EXTRACT PROVIDED:

In an exclusive interview with CNBC-TV18 the Chief Economic Adviser (CEA) Krishnamurthy V Subramanian said that he expects the full year’s GDP in the double-digits. The CEA mentioned that the government of India wants to spend the money in the best possible way, given that capital expenditure in the country had increased by 14.8 per cent year-on-year. “Just because rev (revenue) position is better, we aren’t going to splurge like there is no tomorrow,” said Subramanian in the interview with CNBC-TV18.
He said that his figures indicated a growth of the Government Capex by 14 per cent to 1.28 lakh crore. The expenditure run rate was one-fourth, which he stated was exactly what we needed. This comes after the expenditure projections made in the budget despite the Covid-19 restrictions.
Subramanian told CNBC-TV18, “Fiscal deficit is lower due to Rs 5 lakh crore additional revenues. I don’t read these numbers as a caution; I will continue to meet budget targets. The key focus is to ensure spending is well directed to get bang for the buck. The cushion provided by additional revenues is being used for investment. We have to be prudent in where we want to put the money despite higher revenues.”
Talking about the expectations for the inflation rate, he expressed that he expected the inflation to stay between 5 to 6 per cent till December. “I think policy has played out well on the inflation front. Revenue Expenditure and Capex are as projected in the Budget,” added the CEA in the interview with CNBC-TV18.
On Tuesday, the CEA had talked about India’s macroeconomic fundamentals, which he claimed were stronger and that the country was set for robust growth on the back of structural reforms. He had said that the GDP data for the first quarter reaffirms the government’s predictions of a soon-to-come ‘V-shaped recovery’ made last year. His inputs come after the release of the numbers for the April-June quarter.
In the first quarter of this fiscal, the country saw the economic growth move upwards to 20.1 per cent. This was against a GDP contraction of 24.4 per cent in the April-June quarter of 2020-21. The growth seen in the first quarter put India in the category of one of the fastest-growing economies in the world. However, India’s GDP constant price in the first quarter of 2019-20, which stood at Rs 35.66 lakh crore indicated that the country was still to fully recover from the slumps brought on by the pandemic.
In response to the vaccination drives in India, Subramanian told CNBC-TV18, “By December, I anticipate a large section of the population to have 2nd dose.” This could indicate the beginning of increased growth in the economy as vaccination rates increase.

PROVIDED MATERIAL:

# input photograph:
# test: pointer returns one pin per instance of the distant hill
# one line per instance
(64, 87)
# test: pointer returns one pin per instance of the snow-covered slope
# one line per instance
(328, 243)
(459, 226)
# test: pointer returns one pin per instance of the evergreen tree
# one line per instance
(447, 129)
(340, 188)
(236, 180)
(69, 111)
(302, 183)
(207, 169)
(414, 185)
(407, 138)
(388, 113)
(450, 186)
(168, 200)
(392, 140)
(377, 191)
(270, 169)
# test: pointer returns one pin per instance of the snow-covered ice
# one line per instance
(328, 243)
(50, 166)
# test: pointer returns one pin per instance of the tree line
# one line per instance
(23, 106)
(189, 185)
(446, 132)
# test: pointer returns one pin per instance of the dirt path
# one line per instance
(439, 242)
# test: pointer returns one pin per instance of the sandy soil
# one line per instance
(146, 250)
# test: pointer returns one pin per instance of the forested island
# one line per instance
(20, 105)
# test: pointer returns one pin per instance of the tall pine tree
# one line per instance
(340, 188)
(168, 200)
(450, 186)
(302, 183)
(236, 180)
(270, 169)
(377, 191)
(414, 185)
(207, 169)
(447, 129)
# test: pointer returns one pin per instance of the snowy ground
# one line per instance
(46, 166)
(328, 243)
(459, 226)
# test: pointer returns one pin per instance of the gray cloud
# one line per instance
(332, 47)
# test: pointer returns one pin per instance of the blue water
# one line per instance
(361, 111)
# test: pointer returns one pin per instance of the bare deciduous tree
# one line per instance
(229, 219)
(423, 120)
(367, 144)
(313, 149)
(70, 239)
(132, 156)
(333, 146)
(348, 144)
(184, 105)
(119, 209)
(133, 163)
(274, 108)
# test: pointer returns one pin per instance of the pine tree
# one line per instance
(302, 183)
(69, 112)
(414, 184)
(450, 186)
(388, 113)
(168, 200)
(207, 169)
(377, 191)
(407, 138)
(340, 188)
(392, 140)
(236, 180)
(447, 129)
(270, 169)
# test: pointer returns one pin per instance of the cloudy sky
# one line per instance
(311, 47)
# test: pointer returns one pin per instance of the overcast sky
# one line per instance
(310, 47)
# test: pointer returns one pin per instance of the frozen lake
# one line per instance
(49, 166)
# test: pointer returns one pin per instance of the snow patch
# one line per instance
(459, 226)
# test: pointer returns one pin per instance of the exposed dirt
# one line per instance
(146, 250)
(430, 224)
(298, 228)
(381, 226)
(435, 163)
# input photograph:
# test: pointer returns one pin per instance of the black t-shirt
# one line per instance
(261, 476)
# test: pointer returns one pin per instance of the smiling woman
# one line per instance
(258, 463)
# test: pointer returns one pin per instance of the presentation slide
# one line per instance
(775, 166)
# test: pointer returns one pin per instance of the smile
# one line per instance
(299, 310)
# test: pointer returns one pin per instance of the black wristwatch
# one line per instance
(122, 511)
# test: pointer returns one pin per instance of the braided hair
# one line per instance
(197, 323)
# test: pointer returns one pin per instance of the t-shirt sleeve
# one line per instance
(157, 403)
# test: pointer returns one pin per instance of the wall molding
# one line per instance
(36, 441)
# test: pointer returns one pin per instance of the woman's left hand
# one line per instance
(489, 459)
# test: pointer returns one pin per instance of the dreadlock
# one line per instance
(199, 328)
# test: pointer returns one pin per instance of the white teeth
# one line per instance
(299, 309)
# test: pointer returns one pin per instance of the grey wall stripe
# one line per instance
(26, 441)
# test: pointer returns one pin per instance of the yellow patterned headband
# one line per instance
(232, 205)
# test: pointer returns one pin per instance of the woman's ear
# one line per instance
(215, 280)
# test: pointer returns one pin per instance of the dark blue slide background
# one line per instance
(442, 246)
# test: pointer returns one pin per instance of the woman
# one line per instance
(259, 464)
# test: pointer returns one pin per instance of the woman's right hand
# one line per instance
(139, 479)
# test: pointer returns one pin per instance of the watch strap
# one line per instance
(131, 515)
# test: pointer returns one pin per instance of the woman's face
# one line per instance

WHAT TO WORK ON: According to the article on the CEA interview, what range did Subramanian expect inflation to stay within until December? The items have nothing to do with the article.

SOLUTION: Between 5 and 6 percent.